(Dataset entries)
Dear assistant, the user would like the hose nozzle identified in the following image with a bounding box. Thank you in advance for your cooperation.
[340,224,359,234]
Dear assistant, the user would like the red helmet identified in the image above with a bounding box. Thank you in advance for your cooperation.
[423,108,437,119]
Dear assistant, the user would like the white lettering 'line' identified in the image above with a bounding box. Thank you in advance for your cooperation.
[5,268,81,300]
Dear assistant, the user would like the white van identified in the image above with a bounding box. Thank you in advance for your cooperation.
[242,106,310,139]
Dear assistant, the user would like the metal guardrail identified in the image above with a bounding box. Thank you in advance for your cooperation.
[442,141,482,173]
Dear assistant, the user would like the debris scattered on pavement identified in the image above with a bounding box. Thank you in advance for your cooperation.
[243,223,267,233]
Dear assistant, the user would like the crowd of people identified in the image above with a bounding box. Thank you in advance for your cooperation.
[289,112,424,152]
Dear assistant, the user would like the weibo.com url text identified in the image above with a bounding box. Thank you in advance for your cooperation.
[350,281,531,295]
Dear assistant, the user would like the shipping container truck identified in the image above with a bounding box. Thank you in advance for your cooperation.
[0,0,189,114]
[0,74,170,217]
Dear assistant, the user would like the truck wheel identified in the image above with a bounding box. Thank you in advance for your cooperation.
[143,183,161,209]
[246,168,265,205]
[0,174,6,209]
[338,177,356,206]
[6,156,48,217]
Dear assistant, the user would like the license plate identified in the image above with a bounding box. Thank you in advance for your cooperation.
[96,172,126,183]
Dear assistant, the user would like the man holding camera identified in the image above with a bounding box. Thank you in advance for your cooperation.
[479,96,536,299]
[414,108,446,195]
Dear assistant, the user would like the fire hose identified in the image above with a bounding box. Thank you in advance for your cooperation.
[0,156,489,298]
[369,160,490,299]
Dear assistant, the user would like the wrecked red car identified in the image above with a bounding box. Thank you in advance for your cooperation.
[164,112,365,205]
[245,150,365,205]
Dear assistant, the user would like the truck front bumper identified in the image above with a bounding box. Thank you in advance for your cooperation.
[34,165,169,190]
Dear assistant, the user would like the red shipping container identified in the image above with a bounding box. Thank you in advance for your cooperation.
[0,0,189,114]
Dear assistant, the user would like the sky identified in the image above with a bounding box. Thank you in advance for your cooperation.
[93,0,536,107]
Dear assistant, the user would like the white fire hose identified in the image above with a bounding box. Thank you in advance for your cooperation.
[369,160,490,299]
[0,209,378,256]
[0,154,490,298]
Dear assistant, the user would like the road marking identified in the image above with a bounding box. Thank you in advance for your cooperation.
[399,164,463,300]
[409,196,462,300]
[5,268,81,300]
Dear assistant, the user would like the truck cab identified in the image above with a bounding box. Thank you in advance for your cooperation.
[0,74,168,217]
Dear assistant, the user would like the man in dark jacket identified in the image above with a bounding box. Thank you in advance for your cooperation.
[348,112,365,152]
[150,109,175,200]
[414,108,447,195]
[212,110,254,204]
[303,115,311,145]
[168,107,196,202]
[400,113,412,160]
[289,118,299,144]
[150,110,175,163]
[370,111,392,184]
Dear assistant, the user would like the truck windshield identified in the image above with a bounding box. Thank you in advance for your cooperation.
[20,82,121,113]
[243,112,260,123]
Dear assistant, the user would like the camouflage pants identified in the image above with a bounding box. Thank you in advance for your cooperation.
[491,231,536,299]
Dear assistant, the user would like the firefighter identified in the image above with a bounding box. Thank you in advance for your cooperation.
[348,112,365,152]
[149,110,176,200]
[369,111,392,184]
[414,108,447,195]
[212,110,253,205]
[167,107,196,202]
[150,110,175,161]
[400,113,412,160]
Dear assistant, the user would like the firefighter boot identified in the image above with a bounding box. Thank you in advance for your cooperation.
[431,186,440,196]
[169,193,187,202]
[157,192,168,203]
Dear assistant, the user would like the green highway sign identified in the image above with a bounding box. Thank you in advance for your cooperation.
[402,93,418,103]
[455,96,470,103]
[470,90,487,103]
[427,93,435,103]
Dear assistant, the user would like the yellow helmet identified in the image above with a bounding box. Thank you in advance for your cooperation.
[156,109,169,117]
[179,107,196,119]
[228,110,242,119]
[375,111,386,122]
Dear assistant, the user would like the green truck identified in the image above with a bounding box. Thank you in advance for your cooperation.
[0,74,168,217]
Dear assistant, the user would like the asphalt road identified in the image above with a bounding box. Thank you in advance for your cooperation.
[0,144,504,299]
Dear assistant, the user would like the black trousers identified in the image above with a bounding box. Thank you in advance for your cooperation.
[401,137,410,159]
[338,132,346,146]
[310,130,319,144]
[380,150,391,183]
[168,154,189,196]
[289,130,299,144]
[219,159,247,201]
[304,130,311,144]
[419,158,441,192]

**PROBLEM DESCRIPTION**
An exact repeat of all the records is required.

**SOLUTION TO THIS EXERCISE**
Dear assistant, the user would like the hose nozzle identified in the following image with a bounding box. Thank you in advance for your cooperation.
[340,224,359,234]
Dear assistant, the user would like the red helmet identified in the image above with a bounding box. Thank you in advance for your cooperation.
[423,108,437,119]
Dear assistant, the user would like the white lettering 'line' identified in the image above with a bounding box. Thank you in advance for your cooperation.
[5,268,81,300]
Dear assistant, the user would like the white van identified in the image above with a bounding box. Thank you in advance for your cooperation.
[242,106,310,139]
Dear assistant, the user would like the metal guardrail identified in the image above with a bounding box. Thank you in advance for your cooperation.
[442,141,482,173]
Dear assistant, the user would like the debris scattered on pavement identified in the image above with a bounding box. Thank you in advance for your cooperation.
[243,223,267,233]
Dear assistant, the user would like the crowd of people identified in the image above with a bounding box. Thank you in advance for your cooperation.
[289,112,424,152]
Dear assistant, the user would like the weibo.com url text identified in the image above with a bounding box. Thank you in advance for your cooperation.
[350,281,531,295]
Dear assistant, the user would like the shipping container truck identified in the image above with a bounding box. Thank you in advance for your cooperation.
[0,0,189,114]
[0,74,170,217]
Dear assistant, the user would like the truck wheel identified in the image above with a bounding box. Thank you in advance for your cooperation.
[143,183,161,209]
[246,168,265,205]
[0,174,6,209]
[338,177,356,206]
[6,156,48,217]
Dear assistant, the user would like the license plate identified in the image above with a bounding box. Thank you in advance for your cooperation.
[96,172,126,183]
Dear assistant, the user would like the man holding camera identified in the image above with a bounding box. Thank you in advance for your cooperation.
[479,96,536,299]
[414,108,446,195]
Dear assistant, the user would like the fire hose identified in the image above with a bounding box. Thank you in advance for your cooperation.
[0,156,489,298]
[369,160,490,299]
Dear assistant, the user would like the wrecked red car identified in the image above with a bounding box. Thank you in advance for your cooperation.
[164,112,365,205]
[245,150,365,205]
Dear assistant, the user would like the truck front bumper identified in the image above with a bounding box. Thank you in advance for your cooperation.
[34,165,169,190]
Dear assistant, the user would like the red shipping container identified in the image above with a bounding box. Thank you in advance for your cooperation.
[0,0,189,114]
Dear assistant, the user would like the sky identified in the image above with a bounding box. Thank you in advance for your cooperation.
[93,0,536,107]
Dear assistant, the user would like the white fire hose identified in the image above with a bounding box. Thank you in advance for your cooperation.
[369,160,490,299]
[0,209,378,256]
[0,154,490,298]
Dear assistant, the user would like the road marking identified in the image above with a bounding box. Thank you in advance for your cooperation.
[399,164,463,300]
[409,196,462,300]
[5,268,81,300]
Dear assistant, the user would like the truck cab identified in the image above with a bounding box. Thank you in advance for your cooperation.
[0,74,168,217]
Dear assistant, the user would like the man in dark jacket identified in the image above with a bounding box. Thank you in advance for your cooperation.
[348,112,365,152]
[150,109,175,200]
[414,108,447,195]
[212,110,254,204]
[303,115,311,145]
[168,107,196,202]
[400,113,412,160]
[289,118,299,144]
[150,110,175,163]
[370,111,392,184]
Dear assistant, the user would like the truck windshield identified in the image above with a bounding box. Thank you in advance for your cooperation.
[20,82,121,113]
[243,112,260,123]
Dear assistant, the user would like the camouflage pants identified in the image above with a bounding box. Thank you in advance for your cooperation.
[491,231,536,299]
Dear assistant, the user would like the firefighter identified in the image above with a bounding box. Thank you in advance for your cooperation.
[348,112,365,152]
[149,110,176,200]
[369,111,392,184]
[414,108,447,195]
[212,110,253,205]
[167,107,196,202]
[150,110,175,161]
[400,113,412,160]
Dear assistant, the user would like the firefighter boot identified in the image above with a bounding box. Thank you in advance for your cooperation.
[431,186,440,196]
[169,193,187,202]
[157,192,168,203]
Dear assistant, the user would like the green highway sign identified in the image above with a bounding box. Thank you in advance for your cooperation.
[402,93,418,103]
[455,96,470,103]
[470,90,487,103]
[427,93,435,103]
Dear assistant, the user would like the yellow helmet identified in the image above with a bounding box. Thank you in advance for your cooperation.
[156,109,169,117]
[179,107,196,119]
[228,110,242,119]
[375,111,386,122]
Dear assistant, the user would like the green truck identified in the image above with a bounding box. Thank you in advance for your cooperation.
[0,74,168,217]
Dear assistant, the user would like the asphalt road identified in the image above with a bounding box. Thank you in advance for your cooperation.
[0,144,504,299]
Dear assistant, the user would like the black trousers identified in the image above with a bounding box. Thank you in advance for your cooperation.
[401,137,410,159]
[338,132,346,146]
[310,130,319,144]
[380,150,391,183]
[168,154,189,196]
[289,130,299,144]
[219,159,247,201]
[304,130,311,144]
[419,158,441,192]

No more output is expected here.